--- TEXTO PROPORCIONADO ---
▶

Por Juan Manuel De Prada |
Resulta, en verdad, demente esta concepción personalísima que el cretino tiene de la ‘experiencia’, al modo de un Santo Tomás que necesita meter la mano en la
llaga (aunque estos cretinos siempre quieran meter otra cosa y en otro sitio) y saborear el guiso con sus propias papilas gustativas.
Pero la ‘experiencia’ no se funda en saborear ni en meter. Hasta el científico que emite juicios sobre tal o cual virus y recomienda combatirlo de tal o cual modo
no tiene por qué haberlo contraído; sino que le basta con haberlo estudiado en un laboratorio. «¡Pero lo ha estudiado con experimentos!», salta enseguida el cretino. Sólo que, para emitir
juicios sobre cuestiones humanas, no hay que ‘experimentar’ con humanos en el sentido burdo y fisiológico en que lo entiende el cretino; pues, aunque algunas cuestiones humanas tengan una vertiente
fisiológica, exigen sobre todo conocimiento del alma humana, que se funda en la observación. Lo ilustraremos con un ejemplo literario. Un célibe recalcitrante como Henry James se nos muestra como un soberbio
conocedor del alma femenina y de sus más secretos anhelos, tanto afectivos como sexuales (aunque, desde luego, James hablase de las cuestiones sexuales de forma muy elusiva); y así, sus personajes femeninos resultan
un prodigio de construcción psicológica. En cambio, un follador insomne como Ernest Hemingway se delata enseguida como un muy deficiente conocedor del deseo de los personajes femeninos que retrata, siempre muy
esquemáticos y contemplados desde una perspectiva muy toscamente masculina. Puede saber mucho más de sexualidad humana (y del caudal de pasiones y sentimientos que la nutre) un célibe con hondura
psicológica y capacidad de observación que un libertino que se ha pasado la vida entera mordiendo todas las frutas que se le han tendido, sin preocuparse por cuidar el árbol que les dio sustento.

◀

--- TAREAS DEL EJERCICIO ---
1) Responde a estas preguntas sobre el texto:
(a) ¿En qué se funda el conocimiento del alma humana?
(b) ¿Qué escritor aparece como un soberbio conocedor del alma femenina?
(c) ¿Cómo son los personajes femeninos de Ernest Hemingway?
2) Reescribe en forma de lista breve el párrafo del texto que comienza con «Pero la ‘experiencia’ no se funda», conservando sus datos principales.
3) Cita textualmente el fragmento del texto que empieza en «Por Juan Manuel» y termina en «propias papilas gustativas.».

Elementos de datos
▶

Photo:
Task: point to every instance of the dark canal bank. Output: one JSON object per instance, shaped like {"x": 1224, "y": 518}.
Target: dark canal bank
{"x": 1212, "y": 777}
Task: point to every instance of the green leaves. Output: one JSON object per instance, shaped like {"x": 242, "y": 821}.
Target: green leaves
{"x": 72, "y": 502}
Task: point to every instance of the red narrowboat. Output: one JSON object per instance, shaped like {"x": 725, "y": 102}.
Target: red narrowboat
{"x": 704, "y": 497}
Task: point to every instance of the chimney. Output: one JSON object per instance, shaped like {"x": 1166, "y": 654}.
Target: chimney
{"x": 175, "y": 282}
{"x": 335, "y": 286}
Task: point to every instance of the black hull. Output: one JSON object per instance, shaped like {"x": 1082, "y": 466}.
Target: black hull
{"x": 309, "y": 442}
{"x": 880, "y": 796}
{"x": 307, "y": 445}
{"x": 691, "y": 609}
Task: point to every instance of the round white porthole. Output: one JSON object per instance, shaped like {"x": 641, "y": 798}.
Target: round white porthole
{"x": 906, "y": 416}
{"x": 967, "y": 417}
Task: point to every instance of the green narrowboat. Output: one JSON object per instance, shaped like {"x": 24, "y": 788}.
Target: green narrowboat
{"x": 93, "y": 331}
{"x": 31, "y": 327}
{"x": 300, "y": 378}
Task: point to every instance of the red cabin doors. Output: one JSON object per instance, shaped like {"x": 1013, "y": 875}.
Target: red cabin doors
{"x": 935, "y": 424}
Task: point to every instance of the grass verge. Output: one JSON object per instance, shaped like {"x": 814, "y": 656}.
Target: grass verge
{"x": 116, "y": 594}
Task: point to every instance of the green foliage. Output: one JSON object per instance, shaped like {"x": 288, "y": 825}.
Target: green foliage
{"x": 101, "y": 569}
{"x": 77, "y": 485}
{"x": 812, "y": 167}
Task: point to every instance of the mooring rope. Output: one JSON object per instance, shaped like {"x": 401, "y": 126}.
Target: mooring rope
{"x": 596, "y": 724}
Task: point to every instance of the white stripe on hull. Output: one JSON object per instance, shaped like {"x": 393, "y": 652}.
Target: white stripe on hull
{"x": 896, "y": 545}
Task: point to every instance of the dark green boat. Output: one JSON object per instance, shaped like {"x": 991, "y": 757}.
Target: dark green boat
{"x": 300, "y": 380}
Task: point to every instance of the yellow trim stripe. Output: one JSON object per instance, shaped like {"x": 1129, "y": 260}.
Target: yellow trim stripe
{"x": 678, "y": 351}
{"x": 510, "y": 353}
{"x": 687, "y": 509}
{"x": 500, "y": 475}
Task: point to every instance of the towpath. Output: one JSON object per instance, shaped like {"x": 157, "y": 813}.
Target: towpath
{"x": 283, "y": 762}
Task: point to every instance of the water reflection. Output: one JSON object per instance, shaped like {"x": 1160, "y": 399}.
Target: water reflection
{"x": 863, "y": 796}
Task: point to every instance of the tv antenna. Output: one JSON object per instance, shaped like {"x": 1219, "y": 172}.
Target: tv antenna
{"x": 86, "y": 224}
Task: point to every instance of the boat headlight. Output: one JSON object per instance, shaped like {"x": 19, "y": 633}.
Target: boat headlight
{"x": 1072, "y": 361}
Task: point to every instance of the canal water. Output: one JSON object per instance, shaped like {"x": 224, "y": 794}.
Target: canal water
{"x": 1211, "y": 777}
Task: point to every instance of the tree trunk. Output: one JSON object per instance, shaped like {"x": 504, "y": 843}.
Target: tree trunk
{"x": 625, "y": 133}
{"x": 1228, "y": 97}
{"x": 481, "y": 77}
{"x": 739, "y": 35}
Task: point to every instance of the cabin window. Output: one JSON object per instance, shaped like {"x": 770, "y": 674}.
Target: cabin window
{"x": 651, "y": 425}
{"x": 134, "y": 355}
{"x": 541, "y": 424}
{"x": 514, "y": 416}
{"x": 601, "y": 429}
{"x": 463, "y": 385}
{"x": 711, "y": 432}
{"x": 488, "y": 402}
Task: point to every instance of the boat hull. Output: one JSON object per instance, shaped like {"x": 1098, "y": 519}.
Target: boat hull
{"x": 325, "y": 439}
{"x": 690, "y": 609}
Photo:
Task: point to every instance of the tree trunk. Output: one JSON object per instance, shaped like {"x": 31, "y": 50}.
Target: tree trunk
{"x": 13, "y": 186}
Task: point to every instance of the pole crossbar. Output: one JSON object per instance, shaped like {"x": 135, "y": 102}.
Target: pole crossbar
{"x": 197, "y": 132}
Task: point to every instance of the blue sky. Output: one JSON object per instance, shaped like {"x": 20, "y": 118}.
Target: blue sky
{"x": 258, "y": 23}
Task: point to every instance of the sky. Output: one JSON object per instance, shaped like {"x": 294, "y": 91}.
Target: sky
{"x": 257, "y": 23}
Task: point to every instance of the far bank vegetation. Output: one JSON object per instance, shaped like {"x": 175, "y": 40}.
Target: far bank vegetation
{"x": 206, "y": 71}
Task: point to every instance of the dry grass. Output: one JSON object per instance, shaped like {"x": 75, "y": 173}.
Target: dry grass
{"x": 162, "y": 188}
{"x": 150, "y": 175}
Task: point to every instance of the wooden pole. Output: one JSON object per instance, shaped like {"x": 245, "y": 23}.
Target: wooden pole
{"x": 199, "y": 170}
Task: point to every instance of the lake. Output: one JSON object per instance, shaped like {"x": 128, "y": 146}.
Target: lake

◀

--- RESULTADOS POR TAREA ---
1)
(a) En la observación.
(b) Henry James.
(c) Muy esquemáticos y contemplados desde una perspectiva muy toscamente masculina.

2)
- La experiencia no se funda en saborear ni en meter.
- Un científico puede emitir juicios sobre un virus y recomendar cómo combatirlo sin haberlo contraído. Le basta con haberlo estudiado en un laboratorio.
- Para juzgar cuestiones humanas no hay que experimentar con humanos en sentido fisiológico. Se requiere sobre todo conocimiento del alma humana, que se funda en la observación.
- Henry James, célibe, se muestra como un soberbio conocedor del alma femenina, y sus personajes femeninos son un prodigio de construcción psicológica.
- Ernest Hemingway se delata como un muy deficiente conocedor del deseo de sus personajes femeninos. Esos personajes son esquemáticos y están vistos desde una perspectiva toscamente masculina.
- Un célibe con hondura psicológica y capacidad de observación puede saber más de sexualidad humana que un libertino.

3)
Por Juan Manuel De Prada |
Resulta, en verdad, demente esta concepción personalísima que el cretino tiene de la ‘experiencia’, al modo de un Santo Tomás que necesita meter la mano en la
llaga (aunque estos cretinos siempre quieran meter otra cosa y en otro sitio) y saborear el guiso con sus propias papilas gustativas.